(Item yang tercantum dalam dataset)
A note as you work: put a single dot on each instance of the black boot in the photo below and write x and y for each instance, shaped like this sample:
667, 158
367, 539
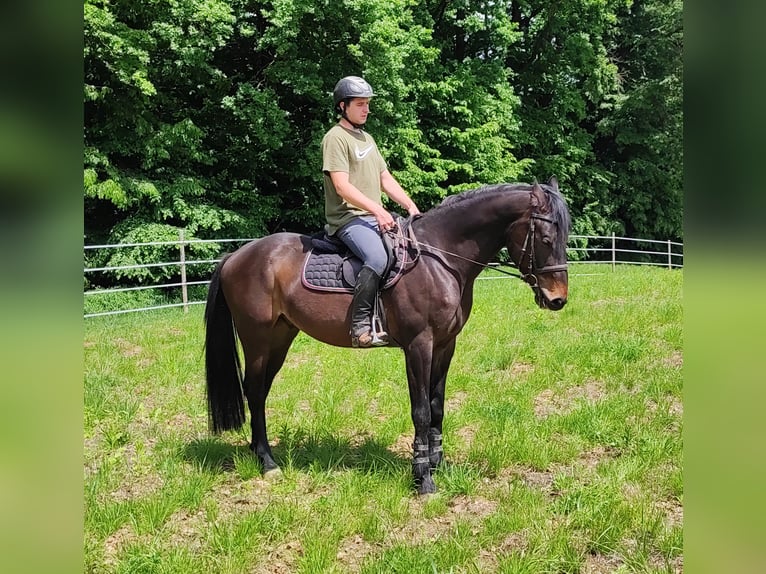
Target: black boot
362, 332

[Petunjuk Latihan]
Cetak ulang semua baris dalam daftar di atas tanpa mengubah satu huruf pun, dan jangan sertakan gambarnya.

[Jawaban Tertulis]
A note as you work: put a single dot on each instance of the black boot in the photo below and write x and y for each instance, shaped like this sample:
667, 158
367, 539
Target: black boot
362, 332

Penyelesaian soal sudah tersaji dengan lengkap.